• [SUPPLIED RECORDS]
────
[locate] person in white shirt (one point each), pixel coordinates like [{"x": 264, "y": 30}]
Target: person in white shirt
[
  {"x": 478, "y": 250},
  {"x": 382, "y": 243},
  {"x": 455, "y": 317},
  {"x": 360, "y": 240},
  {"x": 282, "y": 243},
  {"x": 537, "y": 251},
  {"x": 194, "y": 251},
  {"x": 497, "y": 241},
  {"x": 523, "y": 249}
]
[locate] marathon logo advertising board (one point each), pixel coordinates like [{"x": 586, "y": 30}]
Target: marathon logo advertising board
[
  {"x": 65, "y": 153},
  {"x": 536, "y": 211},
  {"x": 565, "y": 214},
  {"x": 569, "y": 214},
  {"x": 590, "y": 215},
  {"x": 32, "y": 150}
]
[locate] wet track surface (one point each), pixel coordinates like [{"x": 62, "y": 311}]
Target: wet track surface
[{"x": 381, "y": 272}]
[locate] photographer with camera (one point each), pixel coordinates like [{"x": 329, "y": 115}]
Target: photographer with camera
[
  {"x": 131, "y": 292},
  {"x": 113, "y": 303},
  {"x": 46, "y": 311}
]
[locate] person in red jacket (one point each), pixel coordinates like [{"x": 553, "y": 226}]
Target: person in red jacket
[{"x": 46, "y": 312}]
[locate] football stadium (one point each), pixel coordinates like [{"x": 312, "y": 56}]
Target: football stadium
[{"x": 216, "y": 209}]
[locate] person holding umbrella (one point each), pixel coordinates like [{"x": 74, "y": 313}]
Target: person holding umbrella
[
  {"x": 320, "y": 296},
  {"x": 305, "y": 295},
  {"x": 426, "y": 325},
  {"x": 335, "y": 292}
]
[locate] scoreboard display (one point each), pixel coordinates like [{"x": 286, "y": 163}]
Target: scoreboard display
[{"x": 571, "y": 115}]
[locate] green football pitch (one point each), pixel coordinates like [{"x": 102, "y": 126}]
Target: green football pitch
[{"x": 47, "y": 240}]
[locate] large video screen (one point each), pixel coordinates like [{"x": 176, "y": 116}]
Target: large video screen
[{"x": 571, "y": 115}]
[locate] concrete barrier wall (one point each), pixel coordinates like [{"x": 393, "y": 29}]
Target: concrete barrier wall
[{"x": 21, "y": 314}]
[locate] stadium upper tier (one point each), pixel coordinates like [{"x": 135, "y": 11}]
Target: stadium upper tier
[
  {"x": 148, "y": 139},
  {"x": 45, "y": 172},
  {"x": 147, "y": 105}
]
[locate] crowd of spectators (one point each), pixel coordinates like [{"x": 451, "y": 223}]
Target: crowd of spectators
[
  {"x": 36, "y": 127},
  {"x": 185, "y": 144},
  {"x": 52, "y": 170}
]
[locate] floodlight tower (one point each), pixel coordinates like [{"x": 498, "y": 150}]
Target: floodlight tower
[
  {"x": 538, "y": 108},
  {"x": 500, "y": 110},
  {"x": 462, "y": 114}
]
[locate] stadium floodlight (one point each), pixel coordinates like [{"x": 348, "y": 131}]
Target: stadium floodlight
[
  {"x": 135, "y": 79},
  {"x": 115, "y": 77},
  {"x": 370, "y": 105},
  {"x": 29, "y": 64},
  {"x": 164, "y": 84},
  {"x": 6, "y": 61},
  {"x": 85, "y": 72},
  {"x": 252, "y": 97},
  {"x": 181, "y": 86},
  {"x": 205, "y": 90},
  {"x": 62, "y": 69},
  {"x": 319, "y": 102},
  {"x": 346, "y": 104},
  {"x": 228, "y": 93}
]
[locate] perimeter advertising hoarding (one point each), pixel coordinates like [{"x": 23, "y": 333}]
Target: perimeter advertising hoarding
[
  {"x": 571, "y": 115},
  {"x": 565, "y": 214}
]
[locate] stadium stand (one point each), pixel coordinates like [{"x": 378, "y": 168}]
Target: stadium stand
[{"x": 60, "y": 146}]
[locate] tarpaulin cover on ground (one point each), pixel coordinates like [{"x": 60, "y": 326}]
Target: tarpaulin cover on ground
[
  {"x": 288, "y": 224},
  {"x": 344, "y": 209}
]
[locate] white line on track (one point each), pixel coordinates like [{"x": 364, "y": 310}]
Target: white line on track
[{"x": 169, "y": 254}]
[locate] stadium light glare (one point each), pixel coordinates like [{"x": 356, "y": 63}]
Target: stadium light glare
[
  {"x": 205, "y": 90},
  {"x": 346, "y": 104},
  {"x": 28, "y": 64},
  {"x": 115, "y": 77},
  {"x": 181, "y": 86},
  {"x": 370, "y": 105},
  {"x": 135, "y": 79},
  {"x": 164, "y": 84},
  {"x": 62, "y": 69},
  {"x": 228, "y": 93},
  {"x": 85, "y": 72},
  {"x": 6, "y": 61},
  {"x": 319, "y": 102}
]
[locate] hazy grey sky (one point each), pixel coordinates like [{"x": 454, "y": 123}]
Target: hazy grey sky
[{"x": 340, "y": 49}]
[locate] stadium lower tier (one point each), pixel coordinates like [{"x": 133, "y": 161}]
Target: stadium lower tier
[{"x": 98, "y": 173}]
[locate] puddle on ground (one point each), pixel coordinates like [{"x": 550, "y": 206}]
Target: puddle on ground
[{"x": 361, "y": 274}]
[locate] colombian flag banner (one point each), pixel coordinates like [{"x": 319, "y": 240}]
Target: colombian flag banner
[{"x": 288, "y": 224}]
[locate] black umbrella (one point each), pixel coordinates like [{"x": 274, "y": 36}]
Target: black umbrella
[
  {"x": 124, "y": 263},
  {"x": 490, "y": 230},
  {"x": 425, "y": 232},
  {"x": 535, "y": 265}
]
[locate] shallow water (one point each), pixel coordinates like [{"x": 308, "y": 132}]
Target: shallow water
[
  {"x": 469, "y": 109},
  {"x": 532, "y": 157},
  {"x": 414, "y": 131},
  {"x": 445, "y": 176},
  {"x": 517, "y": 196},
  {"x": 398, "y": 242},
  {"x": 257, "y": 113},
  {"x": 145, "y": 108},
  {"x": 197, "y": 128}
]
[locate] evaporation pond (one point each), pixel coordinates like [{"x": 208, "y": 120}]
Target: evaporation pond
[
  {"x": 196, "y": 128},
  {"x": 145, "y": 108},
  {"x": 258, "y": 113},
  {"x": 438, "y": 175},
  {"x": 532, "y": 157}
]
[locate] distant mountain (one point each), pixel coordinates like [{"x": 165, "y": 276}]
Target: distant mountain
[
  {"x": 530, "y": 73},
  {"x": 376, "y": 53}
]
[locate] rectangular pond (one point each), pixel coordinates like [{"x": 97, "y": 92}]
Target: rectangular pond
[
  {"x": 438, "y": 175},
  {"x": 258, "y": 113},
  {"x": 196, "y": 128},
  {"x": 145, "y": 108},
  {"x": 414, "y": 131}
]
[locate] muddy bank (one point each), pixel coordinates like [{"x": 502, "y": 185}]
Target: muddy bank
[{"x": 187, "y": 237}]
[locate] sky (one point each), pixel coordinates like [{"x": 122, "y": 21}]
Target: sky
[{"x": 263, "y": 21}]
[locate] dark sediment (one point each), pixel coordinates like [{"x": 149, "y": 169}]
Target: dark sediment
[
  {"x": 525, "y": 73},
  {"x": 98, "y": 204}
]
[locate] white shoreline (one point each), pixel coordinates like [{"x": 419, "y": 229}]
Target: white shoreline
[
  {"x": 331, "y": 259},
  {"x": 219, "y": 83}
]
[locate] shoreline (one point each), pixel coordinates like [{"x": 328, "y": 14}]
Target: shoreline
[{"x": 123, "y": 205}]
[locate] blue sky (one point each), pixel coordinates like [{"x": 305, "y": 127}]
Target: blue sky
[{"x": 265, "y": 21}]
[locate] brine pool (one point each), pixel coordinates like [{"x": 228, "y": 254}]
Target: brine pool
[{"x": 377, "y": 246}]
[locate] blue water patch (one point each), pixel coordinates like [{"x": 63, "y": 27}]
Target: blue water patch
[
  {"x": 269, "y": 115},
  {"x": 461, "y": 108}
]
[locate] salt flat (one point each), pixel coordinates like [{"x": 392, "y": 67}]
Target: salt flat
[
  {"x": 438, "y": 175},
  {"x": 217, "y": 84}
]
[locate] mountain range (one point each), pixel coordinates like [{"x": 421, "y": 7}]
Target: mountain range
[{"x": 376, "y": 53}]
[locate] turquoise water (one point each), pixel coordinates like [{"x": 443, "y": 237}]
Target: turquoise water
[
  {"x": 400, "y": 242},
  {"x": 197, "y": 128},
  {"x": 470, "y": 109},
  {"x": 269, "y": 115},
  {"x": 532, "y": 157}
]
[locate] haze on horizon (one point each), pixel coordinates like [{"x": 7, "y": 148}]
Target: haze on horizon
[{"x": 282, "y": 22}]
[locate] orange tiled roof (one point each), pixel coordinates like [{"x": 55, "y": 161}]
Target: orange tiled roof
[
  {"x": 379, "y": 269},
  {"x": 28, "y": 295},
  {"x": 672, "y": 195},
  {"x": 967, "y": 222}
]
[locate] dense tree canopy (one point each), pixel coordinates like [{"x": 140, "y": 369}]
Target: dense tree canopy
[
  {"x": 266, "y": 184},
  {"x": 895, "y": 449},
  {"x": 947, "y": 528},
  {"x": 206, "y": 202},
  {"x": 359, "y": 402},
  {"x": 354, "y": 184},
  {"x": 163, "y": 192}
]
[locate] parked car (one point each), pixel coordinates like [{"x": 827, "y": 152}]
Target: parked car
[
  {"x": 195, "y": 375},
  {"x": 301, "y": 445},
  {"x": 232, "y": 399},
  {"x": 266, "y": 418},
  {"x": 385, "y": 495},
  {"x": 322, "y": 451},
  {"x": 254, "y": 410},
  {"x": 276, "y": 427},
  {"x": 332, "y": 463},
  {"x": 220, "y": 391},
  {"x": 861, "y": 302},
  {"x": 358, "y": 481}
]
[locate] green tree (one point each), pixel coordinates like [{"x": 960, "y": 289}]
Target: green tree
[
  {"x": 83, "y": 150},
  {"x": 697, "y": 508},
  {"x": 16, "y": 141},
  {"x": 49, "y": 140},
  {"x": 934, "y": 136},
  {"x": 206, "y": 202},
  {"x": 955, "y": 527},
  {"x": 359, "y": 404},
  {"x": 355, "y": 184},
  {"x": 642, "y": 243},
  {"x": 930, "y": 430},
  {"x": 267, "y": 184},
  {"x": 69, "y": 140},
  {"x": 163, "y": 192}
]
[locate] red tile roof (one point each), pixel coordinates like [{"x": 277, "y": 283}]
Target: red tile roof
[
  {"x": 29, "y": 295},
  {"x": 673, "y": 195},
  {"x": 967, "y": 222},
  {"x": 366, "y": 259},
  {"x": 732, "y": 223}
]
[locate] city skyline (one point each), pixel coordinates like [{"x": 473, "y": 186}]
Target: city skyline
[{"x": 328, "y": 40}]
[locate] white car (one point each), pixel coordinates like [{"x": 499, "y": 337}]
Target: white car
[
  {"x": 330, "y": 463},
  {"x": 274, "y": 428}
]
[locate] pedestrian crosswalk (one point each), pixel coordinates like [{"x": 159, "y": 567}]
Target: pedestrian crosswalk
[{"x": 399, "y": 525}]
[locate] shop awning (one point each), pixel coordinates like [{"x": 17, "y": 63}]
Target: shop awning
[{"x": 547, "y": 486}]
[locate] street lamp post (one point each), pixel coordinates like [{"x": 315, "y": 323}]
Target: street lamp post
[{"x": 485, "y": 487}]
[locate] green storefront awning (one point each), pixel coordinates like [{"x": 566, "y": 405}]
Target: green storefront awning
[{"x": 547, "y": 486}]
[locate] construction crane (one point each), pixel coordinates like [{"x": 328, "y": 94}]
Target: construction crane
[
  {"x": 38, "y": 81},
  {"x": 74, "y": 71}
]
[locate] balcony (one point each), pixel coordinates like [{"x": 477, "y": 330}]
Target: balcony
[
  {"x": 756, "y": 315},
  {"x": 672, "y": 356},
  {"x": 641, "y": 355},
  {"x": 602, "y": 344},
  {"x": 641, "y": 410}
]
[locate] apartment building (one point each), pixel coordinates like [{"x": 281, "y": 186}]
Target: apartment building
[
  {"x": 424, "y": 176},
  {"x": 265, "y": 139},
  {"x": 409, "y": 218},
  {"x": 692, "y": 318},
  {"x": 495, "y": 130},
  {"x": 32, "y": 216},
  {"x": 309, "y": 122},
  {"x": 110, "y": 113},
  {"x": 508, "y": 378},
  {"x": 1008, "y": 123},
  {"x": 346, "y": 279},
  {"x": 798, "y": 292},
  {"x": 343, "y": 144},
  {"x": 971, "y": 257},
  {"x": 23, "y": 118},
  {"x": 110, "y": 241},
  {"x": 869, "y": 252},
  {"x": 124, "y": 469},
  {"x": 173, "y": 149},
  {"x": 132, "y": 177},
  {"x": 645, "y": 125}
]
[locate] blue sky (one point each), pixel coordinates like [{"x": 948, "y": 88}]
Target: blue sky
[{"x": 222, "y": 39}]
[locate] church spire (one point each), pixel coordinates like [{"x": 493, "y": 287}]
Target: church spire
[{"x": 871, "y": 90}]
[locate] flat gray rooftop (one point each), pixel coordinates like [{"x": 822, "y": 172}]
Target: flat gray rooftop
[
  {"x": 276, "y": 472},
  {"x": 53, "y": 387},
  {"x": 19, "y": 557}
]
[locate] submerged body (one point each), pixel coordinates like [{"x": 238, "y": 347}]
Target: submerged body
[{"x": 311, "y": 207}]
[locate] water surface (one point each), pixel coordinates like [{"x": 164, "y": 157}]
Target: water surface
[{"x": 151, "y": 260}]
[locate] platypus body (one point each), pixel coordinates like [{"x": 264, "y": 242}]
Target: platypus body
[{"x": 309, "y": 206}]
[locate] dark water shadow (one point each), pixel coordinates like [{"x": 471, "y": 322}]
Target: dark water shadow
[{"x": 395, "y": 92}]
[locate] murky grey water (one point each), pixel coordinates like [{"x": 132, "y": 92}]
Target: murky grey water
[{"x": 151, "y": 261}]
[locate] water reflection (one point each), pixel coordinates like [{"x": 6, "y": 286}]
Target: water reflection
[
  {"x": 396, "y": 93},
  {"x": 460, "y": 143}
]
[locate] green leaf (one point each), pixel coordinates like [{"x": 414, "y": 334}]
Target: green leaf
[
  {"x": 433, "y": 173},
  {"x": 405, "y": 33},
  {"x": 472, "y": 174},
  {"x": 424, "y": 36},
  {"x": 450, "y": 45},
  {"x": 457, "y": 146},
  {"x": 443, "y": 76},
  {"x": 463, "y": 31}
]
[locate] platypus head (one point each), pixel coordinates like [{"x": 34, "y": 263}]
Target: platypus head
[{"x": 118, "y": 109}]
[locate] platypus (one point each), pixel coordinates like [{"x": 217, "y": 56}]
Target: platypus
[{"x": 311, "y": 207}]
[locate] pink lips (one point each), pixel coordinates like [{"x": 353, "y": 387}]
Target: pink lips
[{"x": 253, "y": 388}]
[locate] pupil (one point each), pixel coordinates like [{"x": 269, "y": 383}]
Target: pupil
────
• [WORK TO COMPLETE]
Select all lines in the listing that include the word "pupil".

• [COMPLETED TASK]
[locate] pupil (one point each), pixel coordinates like [{"x": 269, "y": 383}]
Target: pupil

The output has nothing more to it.